** BEGIN Excerpt **
Imagine for a moment that you have a friend living on a distant island who can never hope to study with an Alexander teacher in person. Your friend is impressed with the many beneficial results you've obtanied from studying and applying the technique and wants to know how he or she too can benefit from Alexander's discoveries.
What would you tell your friend?
We know that Alexander received many written requests for help, and that he took them very seriously. I recently met a lady, who grew up in the north of England during the 1930's and 40's who told me of her father's correspondence with Alexander. The two men exchanged letters on a regular basis over a period of many years.. Her father had been interested in putting into practice the ideas he had read about in Alexander's books and Alexander spent a considerable amount of time and effort to help him in this project, even though the two men never met.
Alexander was very clear in his published writings that a serious student of his work could accomplish a good deal without the assistance of a teacher. "Anyone who will follow me through the experiences I have set down, especially with regard to 'non-doing', cannot fail to benefit" he wrote in the 1945 preface to the new edition of Use of the Self.
** END Excerpt **
** BEGIN Supplied material **
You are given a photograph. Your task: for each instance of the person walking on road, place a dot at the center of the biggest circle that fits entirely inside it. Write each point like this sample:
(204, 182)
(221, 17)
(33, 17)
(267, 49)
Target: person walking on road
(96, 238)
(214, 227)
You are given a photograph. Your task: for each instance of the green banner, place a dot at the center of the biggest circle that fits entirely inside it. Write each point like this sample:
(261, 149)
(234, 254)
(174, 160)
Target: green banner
** END Supplied material **
> **Short exercise 1**: From the Alexander Technique passage, extract the text from "Imagine for a" up to and including "from Alexander's discoveries.".
> **Short exercise 2**:
Based on the Alexander Technique passage, decide whether each statement agrees with it. Answer yes or no, and quote the words that settle it.
(a) The lady's father met Alexander in person.
(b) Alexander wrote that a serious student of his work could achieve a good deal without a teacher.
(c) The quoted remark about "non-doing" comes from a 1945 preface.
> **Short exercise 3**: In the Alexander Technique passage, where and when did the lady the writer met grow up?

> **Correct response 1**:
Imagine for a moment that you have a friend living on a distant island who can never hope to study with an Alexander teacher in person. Your friend is impressed with the many beneficial results you've obtanied from studying and applying the technique and wants to know how he or she too can benefit from Alexander's discoveries.

> **Correct response 2**:
(a) No: "even though the two men never met."
(b) Yes: "a serious student of his work could accomplish a good deal without the assistance of a teacher."
(c) Yes: "he wrote in the 1945 preface to the new edition of Use of the Self."

> **Correct response 3**: She grew up in the north of England during the 1930's and 40's.